[[ EXCERPTED DATA, beginning ]]

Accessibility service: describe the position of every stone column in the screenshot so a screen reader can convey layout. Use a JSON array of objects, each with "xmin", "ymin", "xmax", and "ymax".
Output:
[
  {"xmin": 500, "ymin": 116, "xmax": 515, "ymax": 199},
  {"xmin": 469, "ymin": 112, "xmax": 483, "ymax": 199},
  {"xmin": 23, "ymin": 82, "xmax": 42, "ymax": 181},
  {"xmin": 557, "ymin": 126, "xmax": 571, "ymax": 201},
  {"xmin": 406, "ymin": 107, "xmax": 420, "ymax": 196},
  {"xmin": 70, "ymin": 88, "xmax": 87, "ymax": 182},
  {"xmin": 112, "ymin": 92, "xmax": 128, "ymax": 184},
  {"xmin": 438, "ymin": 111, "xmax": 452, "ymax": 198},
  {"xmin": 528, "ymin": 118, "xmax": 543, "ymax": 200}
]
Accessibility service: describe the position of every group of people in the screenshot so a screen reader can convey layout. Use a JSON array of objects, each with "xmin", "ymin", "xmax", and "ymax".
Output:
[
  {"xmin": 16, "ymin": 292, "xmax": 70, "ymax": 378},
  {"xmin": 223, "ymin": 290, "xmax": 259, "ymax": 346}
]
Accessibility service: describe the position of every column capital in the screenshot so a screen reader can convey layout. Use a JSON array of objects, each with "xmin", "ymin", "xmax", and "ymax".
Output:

[[ EXCERPTED DATA, end ]]

• **EXERCISE**
Restate every entry word for word.

• **REPLY TO THE EXERCISE**
Accessibility service: describe the position of every stone column in the screenshot so a screen reader can convey layout. Use a JSON array of objects, each with "xmin", "ymin", "xmax", and "ymax".
Output:
[
  {"xmin": 500, "ymin": 116, "xmax": 515, "ymax": 199},
  {"xmin": 469, "ymin": 112, "xmax": 483, "ymax": 199},
  {"xmin": 23, "ymin": 82, "xmax": 42, "ymax": 181},
  {"xmin": 557, "ymin": 126, "xmax": 571, "ymax": 201},
  {"xmin": 406, "ymin": 107, "xmax": 420, "ymax": 196},
  {"xmin": 70, "ymin": 88, "xmax": 87, "ymax": 182},
  {"xmin": 112, "ymin": 92, "xmax": 128, "ymax": 184},
  {"xmin": 438, "ymin": 111, "xmax": 452, "ymax": 198},
  {"xmin": 528, "ymin": 118, "xmax": 543, "ymax": 200}
]
Accessibility service: describe the position of every group of people in the screenshot so a screen reader can convey layout. Use a JSON array of objects, each with "xmin", "ymin", "xmax", and "ymax".
Output:
[
  {"xmin": 16, "ymin": 292, "xmax": 70, "ymax": 378},
  {"xmin": 223, "ymin": 290, "xmax": 259, "ymax": 346}
]
Accessibility service: describe the position of every column capital in the screenshot so a screen reader can convey layout. Use a JSON array of objects, each with "xmin", "ymin", "xmax", and "ymax".
Output:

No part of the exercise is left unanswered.